--- BEGIN READING TEXT ---

Edward MACDOWELL (1861-1908)
Piano Sonata No. 1 Tragica (1892) [26.21]
Piano Sonata No. 2 Eroica (1895) [24.53]
Piano Sonata No. 3 Norse (1899) [17.54]
Piano Sonata No. 4 Keltic (1900) [18.54]
Woodland Sketches (1896) [25.10]
Sea Pieces (1898)
[20.44]
Alan Mandel (piano)
rec 4 & 7 Jan 1999, Coolidge Auditorium, Library of Congress, Washington
DC
PHOENIX PHCD 148 2
CDs CD1 [72.14] CD2
[61.37]
Amazon
US
www.phoenixcd.com
This was a project waiting to happen. Surprisingly this seems to be the first
time that all of the Macdowell piano sonatas have been collected in a single
set.
Alan Mandel is a major name in the performance of American piano music. The
booklet mentions his 4 disc sets of the complete piano music of Charles Ives
and Louis Gottschalk. I seem also to recollect a box of the piano music of
Scott Joplin. Wasn't it on the Desto label?
Macdowell's German credentials served him well on his return to the States.
The major American orchestras were dominated by German conductors and the
likes of Paur, Nikisch and Gericke were quick to include his music in their
concert series. On 5 March 1889 the composer was the soloist in his Second
Piano Concerto with the New York Phil conducted by Theodore Thomas who was
a native of East Friesland.
Macdowell was of Scottish-Irish stock. These Celtic credentials are apparent
in the Scottish snap of the Eroica's first and third movements which
are heroically strenuous pealing out with much the same romantic afflatus
as his British contemporary, Stanford in the Three Rhapsodies
(Francesca, Beatrice and Capaneo). The second movement:
grotesques capering and gibbering in Lisztian cascades. Sonata Eroica
treads the Arthurian legendary track and reaches serenity and tenderness
in the Guinevere movement. That tenderness surely worked its witchery on
Howard Hanson in his Romantic Symphony. The Arthurian character of
the work reflects a by no means isolated interest - his 1888 tone poem, written,
under the aegis of Liszt, in Germany was entitled Lancelot and Elaine.

--- END READING TEXT ---

## [TASK REQUIREMENTS]
1 > Output the passage of the MacDowell review from "Alan Mandel is" to "of East Friesland.".
2 > Answer these questions from the MacDowell review:
(a) In what year was Piano Sonata No. 3 Norse composed?
(b) In what venue was the recording made?
(c) Who conducted the New York Phil when MacDowell was soloist in his Second Piano Concerto on 5 March 1889?
Rely on the MacDowell review alone.

--- BEGIN ENTRIES SHOWN ---

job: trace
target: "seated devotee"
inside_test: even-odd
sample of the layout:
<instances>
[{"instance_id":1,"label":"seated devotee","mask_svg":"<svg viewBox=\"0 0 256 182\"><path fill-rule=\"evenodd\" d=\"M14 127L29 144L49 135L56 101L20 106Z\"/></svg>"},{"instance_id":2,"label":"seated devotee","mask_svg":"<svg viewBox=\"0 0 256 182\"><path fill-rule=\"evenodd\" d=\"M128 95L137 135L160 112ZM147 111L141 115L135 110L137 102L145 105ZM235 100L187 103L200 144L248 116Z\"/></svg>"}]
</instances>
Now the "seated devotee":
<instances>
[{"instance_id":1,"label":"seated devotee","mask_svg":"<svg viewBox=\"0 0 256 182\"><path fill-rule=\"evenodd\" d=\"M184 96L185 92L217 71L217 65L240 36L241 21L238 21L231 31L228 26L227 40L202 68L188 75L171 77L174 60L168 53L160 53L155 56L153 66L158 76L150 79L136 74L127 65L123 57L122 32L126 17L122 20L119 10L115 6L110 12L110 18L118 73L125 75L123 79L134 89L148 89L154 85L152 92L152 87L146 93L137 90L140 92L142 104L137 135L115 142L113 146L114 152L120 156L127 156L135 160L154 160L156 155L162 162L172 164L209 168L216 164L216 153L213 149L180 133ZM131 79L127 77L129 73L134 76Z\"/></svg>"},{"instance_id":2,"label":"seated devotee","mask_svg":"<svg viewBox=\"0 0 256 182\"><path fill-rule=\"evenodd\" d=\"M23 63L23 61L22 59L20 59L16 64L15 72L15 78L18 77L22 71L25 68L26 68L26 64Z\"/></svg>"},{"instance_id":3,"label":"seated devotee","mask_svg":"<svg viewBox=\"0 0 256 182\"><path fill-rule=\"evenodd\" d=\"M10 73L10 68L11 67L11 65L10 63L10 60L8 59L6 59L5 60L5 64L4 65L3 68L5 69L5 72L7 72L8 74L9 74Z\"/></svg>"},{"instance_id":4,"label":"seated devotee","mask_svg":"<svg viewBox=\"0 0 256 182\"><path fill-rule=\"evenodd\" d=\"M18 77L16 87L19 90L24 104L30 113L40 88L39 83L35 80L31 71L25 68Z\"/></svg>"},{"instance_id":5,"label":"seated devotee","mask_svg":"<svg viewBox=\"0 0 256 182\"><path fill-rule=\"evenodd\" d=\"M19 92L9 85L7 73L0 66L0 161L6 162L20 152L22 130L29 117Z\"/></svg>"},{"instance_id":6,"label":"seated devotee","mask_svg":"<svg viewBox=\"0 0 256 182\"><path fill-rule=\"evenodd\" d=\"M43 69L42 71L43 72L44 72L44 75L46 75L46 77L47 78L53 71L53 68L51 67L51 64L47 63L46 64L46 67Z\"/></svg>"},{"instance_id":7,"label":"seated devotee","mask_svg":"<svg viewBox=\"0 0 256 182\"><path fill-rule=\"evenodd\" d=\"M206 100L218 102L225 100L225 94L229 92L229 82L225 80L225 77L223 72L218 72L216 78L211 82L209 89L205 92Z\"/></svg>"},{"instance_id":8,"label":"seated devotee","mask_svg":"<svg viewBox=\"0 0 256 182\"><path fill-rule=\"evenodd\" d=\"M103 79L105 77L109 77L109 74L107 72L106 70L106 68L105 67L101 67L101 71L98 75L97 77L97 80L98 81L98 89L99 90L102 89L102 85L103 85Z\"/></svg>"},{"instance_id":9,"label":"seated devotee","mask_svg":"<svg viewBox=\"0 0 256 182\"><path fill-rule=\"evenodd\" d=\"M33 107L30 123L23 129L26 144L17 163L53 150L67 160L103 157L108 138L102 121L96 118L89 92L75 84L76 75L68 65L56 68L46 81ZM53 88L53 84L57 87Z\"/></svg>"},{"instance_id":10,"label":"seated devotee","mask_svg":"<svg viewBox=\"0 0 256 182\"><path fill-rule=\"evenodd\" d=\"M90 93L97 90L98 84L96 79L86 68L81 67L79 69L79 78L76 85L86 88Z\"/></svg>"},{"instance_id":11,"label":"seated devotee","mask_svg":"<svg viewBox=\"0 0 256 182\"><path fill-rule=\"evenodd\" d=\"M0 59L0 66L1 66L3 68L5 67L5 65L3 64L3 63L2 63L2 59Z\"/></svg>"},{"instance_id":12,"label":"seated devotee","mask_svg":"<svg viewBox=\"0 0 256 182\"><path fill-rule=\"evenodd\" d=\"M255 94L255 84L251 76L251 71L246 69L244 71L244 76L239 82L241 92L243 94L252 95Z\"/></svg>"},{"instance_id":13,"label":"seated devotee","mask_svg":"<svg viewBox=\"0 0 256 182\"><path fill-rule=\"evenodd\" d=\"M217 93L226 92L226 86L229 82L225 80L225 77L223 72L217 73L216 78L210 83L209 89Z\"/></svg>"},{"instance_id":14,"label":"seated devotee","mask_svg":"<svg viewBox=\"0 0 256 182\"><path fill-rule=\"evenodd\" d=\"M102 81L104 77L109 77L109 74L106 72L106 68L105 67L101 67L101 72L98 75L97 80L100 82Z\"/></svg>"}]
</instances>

--- END ENTRIES SHOWN ---

## [TASK-BY-TASK SOLUTIONS]
1 >
Alan Mandel is a major name in the performance of American piano music. The
booklet mentions his 4 disc sets of the complete piano music of Charles Ives
and Louis Gottschalk. I seem also to recollect a box of the piano music of
Scott Joplin. Wasn't it on the Desto label?
Macdowell's German credentials served him well on his return to the States.
The major American orchestras were dominated by German conductors and the
likes of Paur, Nikisch and Gericke were quick to include his music in their
concert series. On 5 March 1889 the composer was the soloist in his Second
Piano Concerto with the New York Phil conducted by Theodore Thomas who was
a native of East Friesland.

2 >
(a) 1899
(b) Coolidge Auditorium, Library of Congress, Washington DC
(c) Theodore Thomas